**Task details**
Every record must be written out once more, with nothing added or omitted.

##### Task material #####

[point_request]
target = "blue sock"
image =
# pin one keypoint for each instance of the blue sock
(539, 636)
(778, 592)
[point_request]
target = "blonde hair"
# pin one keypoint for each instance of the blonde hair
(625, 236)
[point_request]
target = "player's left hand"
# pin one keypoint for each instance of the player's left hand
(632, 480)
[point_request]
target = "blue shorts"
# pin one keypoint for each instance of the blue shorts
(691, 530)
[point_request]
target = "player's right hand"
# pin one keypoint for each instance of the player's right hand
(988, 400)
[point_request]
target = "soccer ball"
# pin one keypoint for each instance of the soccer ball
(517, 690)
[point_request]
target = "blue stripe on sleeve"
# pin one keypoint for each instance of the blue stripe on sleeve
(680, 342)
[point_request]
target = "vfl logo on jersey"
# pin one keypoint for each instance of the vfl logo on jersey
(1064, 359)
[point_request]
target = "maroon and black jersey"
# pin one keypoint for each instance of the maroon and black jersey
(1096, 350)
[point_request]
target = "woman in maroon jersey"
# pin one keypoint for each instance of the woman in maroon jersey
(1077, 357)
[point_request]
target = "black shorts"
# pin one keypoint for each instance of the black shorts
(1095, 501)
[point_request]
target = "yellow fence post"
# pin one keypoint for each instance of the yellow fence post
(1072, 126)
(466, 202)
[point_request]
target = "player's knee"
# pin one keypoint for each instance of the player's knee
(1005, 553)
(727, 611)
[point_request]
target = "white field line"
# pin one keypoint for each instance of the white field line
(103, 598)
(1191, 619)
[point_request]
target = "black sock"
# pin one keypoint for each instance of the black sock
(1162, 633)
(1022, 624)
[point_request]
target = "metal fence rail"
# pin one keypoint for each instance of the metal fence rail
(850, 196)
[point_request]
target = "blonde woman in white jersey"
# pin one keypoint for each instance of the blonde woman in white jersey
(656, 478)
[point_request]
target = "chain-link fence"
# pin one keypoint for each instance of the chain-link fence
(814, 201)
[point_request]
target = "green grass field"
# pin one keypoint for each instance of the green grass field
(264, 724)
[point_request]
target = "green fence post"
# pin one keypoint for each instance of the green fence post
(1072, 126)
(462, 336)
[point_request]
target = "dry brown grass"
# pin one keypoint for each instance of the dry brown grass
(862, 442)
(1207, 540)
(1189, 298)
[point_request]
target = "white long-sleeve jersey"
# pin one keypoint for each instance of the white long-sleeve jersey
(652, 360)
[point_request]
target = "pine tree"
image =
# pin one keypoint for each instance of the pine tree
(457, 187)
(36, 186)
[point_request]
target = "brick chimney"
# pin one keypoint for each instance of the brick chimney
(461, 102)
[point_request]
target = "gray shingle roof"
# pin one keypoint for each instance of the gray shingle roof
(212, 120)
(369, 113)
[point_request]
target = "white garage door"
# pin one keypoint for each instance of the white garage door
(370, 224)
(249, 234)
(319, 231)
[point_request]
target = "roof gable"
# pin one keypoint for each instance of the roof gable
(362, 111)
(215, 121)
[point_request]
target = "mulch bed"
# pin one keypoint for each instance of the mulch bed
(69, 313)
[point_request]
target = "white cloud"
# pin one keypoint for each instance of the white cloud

#####

**Full solution**
[point_request]
target = "blue sock"
image =
# pin one keypoint for each instance of the blue sock
(539, 636)
(778, 592)
[point_request]
target = "blonde hair"
# pin one keypoint for each instance of the blonde hair
(625, 236)
[point_request]
target = "player's left hand"
# pin one keypoint for each instance of the player's left hand
(632, 480)
[point_request]
target = "blue shorts"
# pin one keypoint for each instance of the blue shorts
(691, 530)
[point_request]
target = "player's right hand"
# pin one keypoint for each instance of the player's right hand
(988, 400)
[point_request]
target = "soccer ball"
# pin one keypoint for each instance of the soccer ball
(517, 690)
[point_request]
target = "blue stripe on sleeve"
# pin one keypoint for each instance of the blue stripe on sleeve
(680, 342)
[point_request]
target = "vfl logo on jersey"
# pin one keypoint for each instance of the vfl logo on jersey
(1064, 359)
[point_request]
target = "maroon and black jersey"
# pin one keypoint for each instance of the maroon and black jersey
(1096, 350)
[point_request]
target = "woman in maroon jersey"
# pin one keypoint for each instance of the woman in maroon jersey
(1077, 357)
[point_request]
target = "black shorts"
# pin one keypoint for each instance of the black shorts
(1095, 501)
[point_request]
target = "yellow fence post"
# pin one keypoint for each instance of the yellow fence post
(1072, 126)
(466, 202)
[point_request]
target = "player's knee"
# pin one keypoint for each instance of the player's knee
(1005, 553)
(727, 611)
[point_request]
target = "white field line"
# pin one keypoint for each instance of the white field line
(103, 598)
(1191, 619)
[point_request]
target = "black sock"
# pin one keypoint for each instance of the black sock
(1162, 633)
(1022, 624)
[point_request]
target = "metal fence rail"
# pin one keypoint for each instance of the metal fence rail
(850, 196)
[point_request]
target = "blonde woman in white jersey"
# pin one keypoint for each instance of the blonde woman in white jersey
(656, 478)
[point_request]
target = "chain-link fence"
# pin one keypoint for each instance of the chain-link fence
(814, 201)
[point_request]
target = "green grass field"
# pin one keypoint for each instance of the green grass field
(264, 724)
[point_request]
target = "green fence post"
# pin one keypoint for each instance of the green fence post
(1072, 126)
(462, 336)
[point_request]
target = "dry brown grass"
# pin one keypoint for each instance of the dry brown grass
(862, 442)
(1207, 540)
(1189, 298)
[point_request]
target = "white long-sleeve jersey"
# pin one keypoint for each instance of the white long-sleeve jersey
(652, 360)
[point_request]
target = "pine tree"
image =
# pin one keypoint for each instance of the pine tree
(457, 187)
(36, 186)
[point_request]
target = "brick chimney"
# pin one keypoint for each instance of the brick chimney
(461, 102)
[point_request]
target = "gray shingle roof"
# pin one keypoint for each instance of the gray shingle roof
(212, 120)
(369, 113)
[point_request]
target = "white garage door"
# pin one keypoint for each instance of the white garage door
(370, 224)
(249, 234)
(319, 231)
[point_request]
target = "roof gable"
# pin one keypoint for each instance of the roof gable
(362, 111)
(215, 121)
[point_request]
target = "mulch bed"
# pin one keypoint for each instance of the mulch bed
(69, 313)
[point_request]
target = "white cloud"
# pin one keypoint for each instance of the white cloud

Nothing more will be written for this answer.